> **TEXTO DE ORIGEN**:
***
Su brillante ejemplo recuerda a todos que las religiosas son las personas más comprometidas, en distintas partes del mundo, con combatir el tráfico de seres humanos y las condiciones de vida y de trabajo que se refieren a la los tiempos oscuros de la esclavitud y, lamentablemente, siguen siendo generalizados. Quizás incluso expandiéndose.

El hecho de que quienes sufren esta desafortunada condición son sobre todo mujeres y niños, solo explica parcialmente el hecho de esta vocación femenina dentro de la Iglesia. En realidad, se debe a que las mujeres son las más tenaces y valientes en la batalla contra los explotadores. Y también son las que, si bien no se ha podido eliminar esta plaga desde un punto de vista social, permanecen al lado de las víctimas para compartir con ellas sus condiciones inhumanas de vida. Porque saben que solo el amor silencioso pero constante puede curar las heridas del miedo y devuelve la esperanza, o incluso el coraje para salir adelante.

Las mujeres, responsables de cuidados ajenos

En un campo completamente diferente, un caso similar aparece en un artículo publicado en la revista ‘Acta Pediátrica’: los padres de niños afectados por enfermedades irreversibles, a quienes se les administra cuidados paliativos de forma continua, incluso a través de ayudas técnicas que salvan vidas que no son fáciles de usar, generalmente prefieren, en una gran mayoría, cuidarlos en casa. 

Las ventajas son obvias: se evitan infecciones a las que los pacientes están fatalmente expuestos al hospital, los niños continúan formando parte de la vida familiar y reciben un mejor apoyo psicológico. Esta decisión significa, sin embargo, que los miembros de la familia, después de asistir a cursos preparatorios especiales, deben cuidar de los niños enfermos durante todo el día. Y es evidente que, día tras día, los que prestan las curas encuentran dificultades crecientes: la falta de sueño se suma a la fatiga física, el aislamiento social y la reducción de los recursos económicos.
***
> **TU OBJETIVO**: Devuelve sin cambios el trozo del texto de arriba sobre las religiosas y los cuidados: arranca en las palabras "El hecho de que" y termina después de "para salir adelante.".

(Datos para señalar con expresiones referenciales)
***
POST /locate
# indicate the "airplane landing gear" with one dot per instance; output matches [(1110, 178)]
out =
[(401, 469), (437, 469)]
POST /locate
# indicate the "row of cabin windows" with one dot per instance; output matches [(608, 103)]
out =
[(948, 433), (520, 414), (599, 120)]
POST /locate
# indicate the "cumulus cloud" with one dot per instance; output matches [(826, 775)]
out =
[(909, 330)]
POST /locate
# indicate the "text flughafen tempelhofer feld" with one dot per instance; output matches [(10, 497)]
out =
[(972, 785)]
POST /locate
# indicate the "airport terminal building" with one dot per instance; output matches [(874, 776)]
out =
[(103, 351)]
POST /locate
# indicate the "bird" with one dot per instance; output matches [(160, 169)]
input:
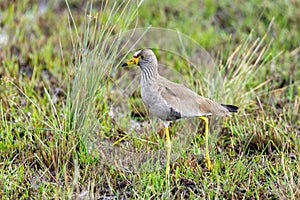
***
> **RESPUESTA ESPERADA**:
El hecho de que quienes sufren esta desafortunada condición son sobre todo mujeres y niños, solo explica parcialmente el hecho de esta vocación femenina dentro de la Iglesia. En realidad, se debe a que las mujeres son las más tenaces y valientes en la batalla contra los explotadores. Y también son las que, si bien no se ha podido eliminar esta plaga desde un punto de vista social, permanecen al lado de las víctimas para compartir con ellas sus condiciones inhumanas de vida. Porque saben que solo el amor silencioso pero constante puede curar las heridas del miedo y devuelve la esperanza, o incluso el coraje para salir adelante.